## PASSAGE

▼

It has been a very long time since I posted here and so much about Ricci continues to change. I have no true excuse why I have lacked the discipline and fortitude to keep this process updated, other than work, Grad school, oh and Ricci...
So as I sit here with the quiet converging on my mind, I thought now I need to discuss Ricci.I face the last weeks of my program and as this wraps up, I realize that there has been this urgency as part of my life for the past three years and once its gone, I wonder will I be able to slow down and just be present with my son.
I started Graduate school right before I found out Ricci's father and I would not work, so I faced the untimely choice of do I continue this program, working as a preschool teacher single mom, with a four year old Special Needs son, or do I quit... I chose to push through.
In fact I think that the pushing through became the escape. I put on my crash helmet and barreled straight ahead "pushing through" and "pushing away" the best I could. However, now on this end as I feel the urgency shift to accomplishment, but I can't help but wonder if Graduate School and Ricci worked as an excuse to barrel through life. These hefty diversions kept me from the toxic pity party of slowing down to grieve for the loss of my relationship, my family, the home I created, and most of all it allowed me to construct a world of rushing and over-planning, of excessive caffeine, and work outs, which thus prevented me from sitting down and building Legos, and playing ice cream parlor, and seeing that perhaps part of the anxiety and ADHD tendencies which rattle my sons existence might possibly be personality shrapnel he got from his spazzing mother!
I do of course know that a large part of Ricci's behavior is neurological. He has Asperger's and ADHD. The ADHD however is the part I hear about most, and while its part of his brain's chemistry, I can't help but feel I made it worse. In fact I had to face that there are indeed times when I refuse to slow down long enough to let him fail, or to do something himself until I had his teacher tell me the first week of second grade that she can't help but think that SOMEONE enabled him (GASP!!!!)--- (who????) as she looked straight at me... I turned around to see if his dad had walked in... but then the reality hit, she meant me! It wasn't until I was at home trying to get ready to go somewhere, that I faced the fact that....yes it was me! I maybe didn't create the issue, but I for sure perpetuated it!

▲

## PROVIDED DATA
▼

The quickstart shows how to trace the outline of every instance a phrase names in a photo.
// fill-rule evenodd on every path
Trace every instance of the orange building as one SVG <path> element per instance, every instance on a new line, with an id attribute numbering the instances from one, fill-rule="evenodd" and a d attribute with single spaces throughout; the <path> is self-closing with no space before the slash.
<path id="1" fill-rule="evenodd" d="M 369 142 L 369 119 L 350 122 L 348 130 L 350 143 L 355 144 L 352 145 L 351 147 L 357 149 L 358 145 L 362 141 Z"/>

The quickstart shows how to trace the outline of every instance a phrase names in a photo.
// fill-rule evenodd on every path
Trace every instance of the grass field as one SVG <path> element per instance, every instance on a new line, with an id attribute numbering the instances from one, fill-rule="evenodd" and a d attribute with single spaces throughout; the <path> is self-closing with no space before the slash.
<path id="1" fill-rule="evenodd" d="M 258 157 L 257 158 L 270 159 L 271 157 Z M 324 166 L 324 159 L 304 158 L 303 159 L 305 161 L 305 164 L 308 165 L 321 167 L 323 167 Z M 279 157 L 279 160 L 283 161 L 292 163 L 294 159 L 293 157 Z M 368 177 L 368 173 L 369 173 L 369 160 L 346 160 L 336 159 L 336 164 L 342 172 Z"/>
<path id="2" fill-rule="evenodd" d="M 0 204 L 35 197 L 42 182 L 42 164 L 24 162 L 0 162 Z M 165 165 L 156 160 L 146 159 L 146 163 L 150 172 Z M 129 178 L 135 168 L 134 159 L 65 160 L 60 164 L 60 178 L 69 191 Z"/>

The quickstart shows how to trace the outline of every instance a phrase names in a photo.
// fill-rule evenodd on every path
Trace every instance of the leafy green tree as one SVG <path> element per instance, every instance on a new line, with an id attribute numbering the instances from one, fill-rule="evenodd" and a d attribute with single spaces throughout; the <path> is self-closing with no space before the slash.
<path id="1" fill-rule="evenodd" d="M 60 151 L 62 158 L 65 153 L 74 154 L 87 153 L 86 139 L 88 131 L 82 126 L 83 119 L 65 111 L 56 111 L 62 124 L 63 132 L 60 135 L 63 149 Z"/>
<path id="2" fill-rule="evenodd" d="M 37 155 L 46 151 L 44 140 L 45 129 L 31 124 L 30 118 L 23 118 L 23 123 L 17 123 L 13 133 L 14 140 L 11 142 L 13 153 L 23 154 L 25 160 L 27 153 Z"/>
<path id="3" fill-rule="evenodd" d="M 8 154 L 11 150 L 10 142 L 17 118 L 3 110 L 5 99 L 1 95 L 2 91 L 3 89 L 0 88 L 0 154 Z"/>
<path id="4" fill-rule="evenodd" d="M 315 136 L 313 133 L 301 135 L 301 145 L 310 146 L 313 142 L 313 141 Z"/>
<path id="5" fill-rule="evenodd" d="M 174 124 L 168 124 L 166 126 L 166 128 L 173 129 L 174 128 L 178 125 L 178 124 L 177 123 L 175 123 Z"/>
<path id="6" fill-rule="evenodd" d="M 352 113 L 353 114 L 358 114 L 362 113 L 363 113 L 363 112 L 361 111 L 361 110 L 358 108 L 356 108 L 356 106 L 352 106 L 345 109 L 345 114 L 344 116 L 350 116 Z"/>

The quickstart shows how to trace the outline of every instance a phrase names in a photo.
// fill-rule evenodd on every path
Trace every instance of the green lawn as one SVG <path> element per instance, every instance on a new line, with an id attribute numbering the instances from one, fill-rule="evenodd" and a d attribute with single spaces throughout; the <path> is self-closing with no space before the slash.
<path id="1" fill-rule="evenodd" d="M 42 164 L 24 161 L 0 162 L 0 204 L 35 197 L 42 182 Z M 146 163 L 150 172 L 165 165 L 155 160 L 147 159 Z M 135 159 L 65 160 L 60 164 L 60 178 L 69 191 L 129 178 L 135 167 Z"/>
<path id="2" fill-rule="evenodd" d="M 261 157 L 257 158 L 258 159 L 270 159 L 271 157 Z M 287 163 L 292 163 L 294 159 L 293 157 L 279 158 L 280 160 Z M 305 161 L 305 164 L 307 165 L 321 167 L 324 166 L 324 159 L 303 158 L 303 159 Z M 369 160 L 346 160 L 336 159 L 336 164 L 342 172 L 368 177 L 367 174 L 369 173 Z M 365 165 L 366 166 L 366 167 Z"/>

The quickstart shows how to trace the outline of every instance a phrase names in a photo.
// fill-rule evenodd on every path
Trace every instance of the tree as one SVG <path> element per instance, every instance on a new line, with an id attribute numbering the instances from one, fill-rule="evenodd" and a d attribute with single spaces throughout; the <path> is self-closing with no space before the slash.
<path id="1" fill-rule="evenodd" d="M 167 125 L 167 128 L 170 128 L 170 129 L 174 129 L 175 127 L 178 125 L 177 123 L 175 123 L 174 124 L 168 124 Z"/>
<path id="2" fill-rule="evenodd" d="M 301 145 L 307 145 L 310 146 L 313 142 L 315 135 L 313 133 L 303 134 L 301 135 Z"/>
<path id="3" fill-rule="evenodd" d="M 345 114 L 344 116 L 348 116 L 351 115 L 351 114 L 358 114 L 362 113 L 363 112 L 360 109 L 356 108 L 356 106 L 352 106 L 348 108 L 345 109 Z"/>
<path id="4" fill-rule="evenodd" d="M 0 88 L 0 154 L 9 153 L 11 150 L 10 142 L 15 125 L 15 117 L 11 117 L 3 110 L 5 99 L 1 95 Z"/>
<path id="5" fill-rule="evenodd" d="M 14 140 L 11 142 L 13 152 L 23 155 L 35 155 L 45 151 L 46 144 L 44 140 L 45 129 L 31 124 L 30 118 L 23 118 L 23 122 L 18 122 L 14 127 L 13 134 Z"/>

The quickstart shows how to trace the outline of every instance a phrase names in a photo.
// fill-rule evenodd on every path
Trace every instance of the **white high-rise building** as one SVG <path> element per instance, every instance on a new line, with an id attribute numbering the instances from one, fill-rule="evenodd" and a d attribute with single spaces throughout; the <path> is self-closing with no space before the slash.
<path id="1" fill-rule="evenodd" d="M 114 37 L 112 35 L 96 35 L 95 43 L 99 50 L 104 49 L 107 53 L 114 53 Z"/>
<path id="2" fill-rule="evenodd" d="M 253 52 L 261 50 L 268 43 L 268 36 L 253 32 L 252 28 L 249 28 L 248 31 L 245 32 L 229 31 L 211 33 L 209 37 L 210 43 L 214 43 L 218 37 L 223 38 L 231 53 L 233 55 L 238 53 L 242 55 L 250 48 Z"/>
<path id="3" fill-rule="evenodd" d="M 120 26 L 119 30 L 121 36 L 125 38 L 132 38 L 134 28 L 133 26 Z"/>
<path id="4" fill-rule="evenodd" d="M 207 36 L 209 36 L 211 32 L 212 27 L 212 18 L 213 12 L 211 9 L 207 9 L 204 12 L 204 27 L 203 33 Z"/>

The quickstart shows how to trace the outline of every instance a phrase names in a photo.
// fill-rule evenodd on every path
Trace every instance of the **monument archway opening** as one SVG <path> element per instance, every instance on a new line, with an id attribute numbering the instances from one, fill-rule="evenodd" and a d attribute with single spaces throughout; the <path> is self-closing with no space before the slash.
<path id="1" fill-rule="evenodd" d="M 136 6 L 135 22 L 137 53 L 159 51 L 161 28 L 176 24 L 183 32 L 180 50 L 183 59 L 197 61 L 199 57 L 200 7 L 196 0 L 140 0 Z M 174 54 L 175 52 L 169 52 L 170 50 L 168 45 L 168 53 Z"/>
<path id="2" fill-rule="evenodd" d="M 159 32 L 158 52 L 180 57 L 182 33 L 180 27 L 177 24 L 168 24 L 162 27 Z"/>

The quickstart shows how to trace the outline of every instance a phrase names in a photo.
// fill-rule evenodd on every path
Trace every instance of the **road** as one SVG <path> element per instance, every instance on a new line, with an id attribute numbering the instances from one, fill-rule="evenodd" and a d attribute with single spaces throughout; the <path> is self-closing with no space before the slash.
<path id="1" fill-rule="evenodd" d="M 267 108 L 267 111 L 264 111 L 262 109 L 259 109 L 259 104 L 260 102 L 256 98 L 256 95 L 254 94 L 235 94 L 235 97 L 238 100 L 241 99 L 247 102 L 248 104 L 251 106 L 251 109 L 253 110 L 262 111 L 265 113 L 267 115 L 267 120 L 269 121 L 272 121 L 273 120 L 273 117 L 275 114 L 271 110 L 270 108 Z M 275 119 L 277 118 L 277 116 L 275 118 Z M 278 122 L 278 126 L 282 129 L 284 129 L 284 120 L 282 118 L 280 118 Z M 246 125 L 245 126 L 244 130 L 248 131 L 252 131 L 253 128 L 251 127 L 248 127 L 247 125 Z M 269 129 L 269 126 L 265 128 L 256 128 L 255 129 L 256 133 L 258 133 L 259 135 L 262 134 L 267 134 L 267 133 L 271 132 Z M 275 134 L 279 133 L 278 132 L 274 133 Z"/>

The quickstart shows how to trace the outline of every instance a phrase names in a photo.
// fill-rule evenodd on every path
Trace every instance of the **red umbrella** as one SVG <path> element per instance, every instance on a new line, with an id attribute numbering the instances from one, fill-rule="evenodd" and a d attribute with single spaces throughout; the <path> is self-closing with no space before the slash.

▲

## WORK INSTRUCTIONS
A. Copy the passage from the blog post about Ricci word for word, starting at "I started Graduate" and ending at "to push through.".
B. Carry on the blog post about Ricci, beginning right after its final sentence.

## EXPECTED OUTPUTS
A.
I started Graduate school right before I found out Ricci's father and I would not work, so I faced the untimely choice of do I continue this program, working as a preschool teacher single mom, with a four year old Special Needs son, or do I quit... I chose to push through.

B.
SO I faced the blaring music...and realized, if I didn't slow down, how could I expect him to, and that if I refuse to let him fail, I not only protect him from the feeling of failure, but I also deprive him of the feeling of pride.
And so, I armed Ricci with the only tool I could, after years of OT, and super nutrition, guidance in expression, behavior therapy, and so much patience, I finally agreed to try medication. This is something that I loathe each and everyday. I give my seven year old son medication so that his teachers can manage him. I swallow this reality each morning as he takes his pill with Trader Joe's yogurt, and as I digest this paradox, I let the anger, guilt, and frustration pass through my system.
I felt so terrible, until one day, sitting at the kitchen table, Ricci took his pencil, refused my help, and completed two pages of math entirely on his own, and did it correctly! I felt like I was looking at Leo the late bloomer and he was staring at me saying, "I made it!" After three years of prompting Ricci every twenty seconds during homework, and redirecting him for the torturous thirty minutes of allotted time for his modified homework, my son took the bull by the horns and he did it all on his own!
It was at this moment that I realized how much he's grown, that all his independence culminated at that moment and he was ready to be Ricci, and I needed to stop hovering, rushing, forcing and pleading. My son is seven now, I am forced to see that time flies when you're in Grad school, but now its time to slow down!